[dpdk-dev,v2,6/7] rte_sched: eliminate floating point in calculating byte clock
Commit Message
Hi Stephen,
Sorry, NACK.
1. Overflow issue
As you declare cycles_per_byte as uint32_t, for a CPU frequency of 2-3 GHz, the line of code below results in overflow:
port->cycles_per_byte = (rte_get_tsc_hz() << RTE_SCHED_TIME_SHIFT) / params->rate;
Therefore, there is most likely a significant accuracy loss, which might result in more packets allowed to go out than it should.
2. Integer division has a higher cost than floating point division
My understanding is we are considering a performance improvement by replacing the double precision floating point division in:
double bytes_diff = ((double) cycles_diff) / port->cycles_per_byte;
with an integer division:
uint64_t bytes_diff = (cycles_diff << RTE_SCHED_TIME_SHIFT) / port->cycles_per_byte;
I don't think this is going to have the claimed benefit, as acording to "Intel 64 and IA-32 Architectures Optimization Reference Manual" (Appendix C), the latency of the integer division instruction is significantly bigger than the latency of integer division:
Instruction FDIV double precision: latency = 38-40 cycles
Instruction IDIV: latency = 56 - 80 cycles
3. Alternative
I hear though your suggestion about replacing the floating point division with a more performant construction. One suggestion would be to replace it with an integer multiplication followed by a shift right, probably by using a uint64_t bytes_per_cycle_scaled_up (the inverse of cycles_per_bytes). I need to prototype this code myself. Would you be OK to look into providing an alternative implementation?

**Extracted data**:
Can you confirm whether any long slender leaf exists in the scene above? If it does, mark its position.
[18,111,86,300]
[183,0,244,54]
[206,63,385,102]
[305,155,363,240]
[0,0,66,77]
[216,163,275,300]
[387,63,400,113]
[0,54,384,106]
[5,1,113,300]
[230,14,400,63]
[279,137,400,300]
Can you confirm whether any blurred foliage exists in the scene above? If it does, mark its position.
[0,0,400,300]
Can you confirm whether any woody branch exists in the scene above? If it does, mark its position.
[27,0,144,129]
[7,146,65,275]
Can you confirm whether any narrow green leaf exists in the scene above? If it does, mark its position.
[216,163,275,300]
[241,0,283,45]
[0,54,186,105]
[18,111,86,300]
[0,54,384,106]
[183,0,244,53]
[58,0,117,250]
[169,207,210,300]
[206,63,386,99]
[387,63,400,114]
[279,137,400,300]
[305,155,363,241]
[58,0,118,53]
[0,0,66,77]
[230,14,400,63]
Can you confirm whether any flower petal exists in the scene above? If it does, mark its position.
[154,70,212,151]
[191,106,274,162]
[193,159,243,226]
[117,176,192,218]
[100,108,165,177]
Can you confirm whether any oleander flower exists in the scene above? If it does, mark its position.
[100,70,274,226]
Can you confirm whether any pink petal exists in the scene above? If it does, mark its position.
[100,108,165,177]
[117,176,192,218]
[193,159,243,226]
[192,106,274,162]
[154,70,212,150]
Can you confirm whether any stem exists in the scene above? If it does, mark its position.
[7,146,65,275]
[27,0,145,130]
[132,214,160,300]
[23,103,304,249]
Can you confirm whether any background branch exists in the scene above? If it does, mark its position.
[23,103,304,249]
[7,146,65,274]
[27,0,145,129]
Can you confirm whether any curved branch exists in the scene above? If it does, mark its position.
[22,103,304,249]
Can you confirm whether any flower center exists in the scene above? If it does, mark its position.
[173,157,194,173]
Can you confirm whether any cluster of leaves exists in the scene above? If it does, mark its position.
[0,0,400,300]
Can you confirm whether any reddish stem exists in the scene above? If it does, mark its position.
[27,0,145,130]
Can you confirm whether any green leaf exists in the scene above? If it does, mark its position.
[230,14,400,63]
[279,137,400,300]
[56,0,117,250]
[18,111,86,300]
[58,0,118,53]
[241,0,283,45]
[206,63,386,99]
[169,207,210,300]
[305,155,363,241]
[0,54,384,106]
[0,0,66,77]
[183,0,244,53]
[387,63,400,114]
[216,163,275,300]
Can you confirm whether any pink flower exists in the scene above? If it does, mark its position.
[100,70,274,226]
==
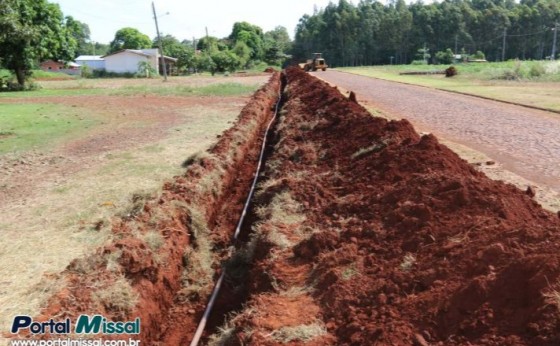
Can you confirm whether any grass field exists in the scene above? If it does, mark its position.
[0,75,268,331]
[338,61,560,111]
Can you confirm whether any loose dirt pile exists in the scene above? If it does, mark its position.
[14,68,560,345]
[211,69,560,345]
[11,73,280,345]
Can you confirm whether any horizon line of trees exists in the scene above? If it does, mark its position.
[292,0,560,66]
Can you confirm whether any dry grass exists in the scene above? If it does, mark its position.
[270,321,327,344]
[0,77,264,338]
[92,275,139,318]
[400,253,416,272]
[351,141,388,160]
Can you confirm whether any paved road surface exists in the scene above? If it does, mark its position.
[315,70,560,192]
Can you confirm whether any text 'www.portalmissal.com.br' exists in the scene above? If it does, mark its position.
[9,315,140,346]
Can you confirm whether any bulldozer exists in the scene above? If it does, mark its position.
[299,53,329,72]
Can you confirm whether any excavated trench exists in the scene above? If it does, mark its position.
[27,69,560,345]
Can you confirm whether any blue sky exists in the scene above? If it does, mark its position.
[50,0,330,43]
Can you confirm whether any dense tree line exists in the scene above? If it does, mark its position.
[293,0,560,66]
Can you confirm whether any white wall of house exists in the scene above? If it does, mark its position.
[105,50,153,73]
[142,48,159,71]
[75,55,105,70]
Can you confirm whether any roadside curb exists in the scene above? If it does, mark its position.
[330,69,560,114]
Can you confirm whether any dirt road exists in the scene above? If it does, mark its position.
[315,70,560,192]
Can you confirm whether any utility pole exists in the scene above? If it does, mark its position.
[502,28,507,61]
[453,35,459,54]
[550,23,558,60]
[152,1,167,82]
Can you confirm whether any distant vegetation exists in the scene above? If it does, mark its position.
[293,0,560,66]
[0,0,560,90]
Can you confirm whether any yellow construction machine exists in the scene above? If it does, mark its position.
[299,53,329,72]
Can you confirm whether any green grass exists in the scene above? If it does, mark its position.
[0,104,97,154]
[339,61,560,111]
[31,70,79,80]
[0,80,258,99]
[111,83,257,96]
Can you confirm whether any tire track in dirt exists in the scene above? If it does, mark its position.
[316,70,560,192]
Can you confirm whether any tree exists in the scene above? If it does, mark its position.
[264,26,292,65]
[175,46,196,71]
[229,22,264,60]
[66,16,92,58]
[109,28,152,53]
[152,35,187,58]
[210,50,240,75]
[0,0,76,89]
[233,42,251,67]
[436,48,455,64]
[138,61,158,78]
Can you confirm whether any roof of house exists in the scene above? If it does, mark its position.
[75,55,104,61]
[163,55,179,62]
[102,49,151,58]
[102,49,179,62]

**What to do**:
In the patch review, what type is cycles_per_byte declared as?

**Completed task**:
uint32_t